• Problem details
Render every line of the entries below as a JSON list of strings, one string per line, leaving out blank lines.

═══

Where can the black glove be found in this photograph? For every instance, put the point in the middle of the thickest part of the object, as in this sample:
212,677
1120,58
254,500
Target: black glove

═══

• Task solution
[
  "Where can the black glove be found in this photograph? For every instance, put the point in the middle of the thickest part of the object, as in this sample:",
  "212,677",
  "1120,58",
  "254,500",
  "Target: black glove"
]